** LISTING **
+++

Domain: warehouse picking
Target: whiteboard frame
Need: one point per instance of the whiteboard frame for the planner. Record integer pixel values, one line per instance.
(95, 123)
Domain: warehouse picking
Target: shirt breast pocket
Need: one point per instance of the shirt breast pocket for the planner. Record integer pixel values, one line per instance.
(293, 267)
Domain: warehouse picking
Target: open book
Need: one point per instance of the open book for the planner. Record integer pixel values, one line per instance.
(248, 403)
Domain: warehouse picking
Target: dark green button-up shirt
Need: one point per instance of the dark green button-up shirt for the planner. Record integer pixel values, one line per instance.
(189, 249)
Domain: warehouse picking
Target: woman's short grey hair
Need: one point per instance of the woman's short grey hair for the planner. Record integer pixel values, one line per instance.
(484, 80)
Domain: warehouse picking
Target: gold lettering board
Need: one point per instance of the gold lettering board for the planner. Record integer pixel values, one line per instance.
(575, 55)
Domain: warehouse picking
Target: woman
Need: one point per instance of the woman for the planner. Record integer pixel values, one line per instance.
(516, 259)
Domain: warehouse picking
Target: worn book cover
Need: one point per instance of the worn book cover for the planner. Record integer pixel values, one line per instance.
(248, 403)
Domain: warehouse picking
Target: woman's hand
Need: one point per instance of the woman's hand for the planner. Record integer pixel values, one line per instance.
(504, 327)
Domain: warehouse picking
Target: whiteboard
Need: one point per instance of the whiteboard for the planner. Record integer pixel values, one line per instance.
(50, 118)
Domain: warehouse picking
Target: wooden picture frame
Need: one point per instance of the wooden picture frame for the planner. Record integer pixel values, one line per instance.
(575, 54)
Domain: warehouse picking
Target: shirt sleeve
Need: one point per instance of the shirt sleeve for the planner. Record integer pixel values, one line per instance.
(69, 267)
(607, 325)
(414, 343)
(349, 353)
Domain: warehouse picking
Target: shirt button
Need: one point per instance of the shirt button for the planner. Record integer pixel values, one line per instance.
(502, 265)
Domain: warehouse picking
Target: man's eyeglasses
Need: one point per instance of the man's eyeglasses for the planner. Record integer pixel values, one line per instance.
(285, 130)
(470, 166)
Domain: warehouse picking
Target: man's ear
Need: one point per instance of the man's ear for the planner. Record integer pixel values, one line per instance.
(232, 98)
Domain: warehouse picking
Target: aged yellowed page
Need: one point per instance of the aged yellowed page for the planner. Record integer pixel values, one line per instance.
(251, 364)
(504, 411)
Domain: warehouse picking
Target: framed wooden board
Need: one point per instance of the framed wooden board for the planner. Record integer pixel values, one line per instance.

+++

** WHAT IS BEING ASKED **
Pull out each line of the data above that contains the word "hand", and list those lines in the order they appear.

** SOLUTION TO THIS PROBLEM **
Target: woman's hand
Need: one point per instance of the woman's hand for the planner. Record integer pixel values, one line per instance.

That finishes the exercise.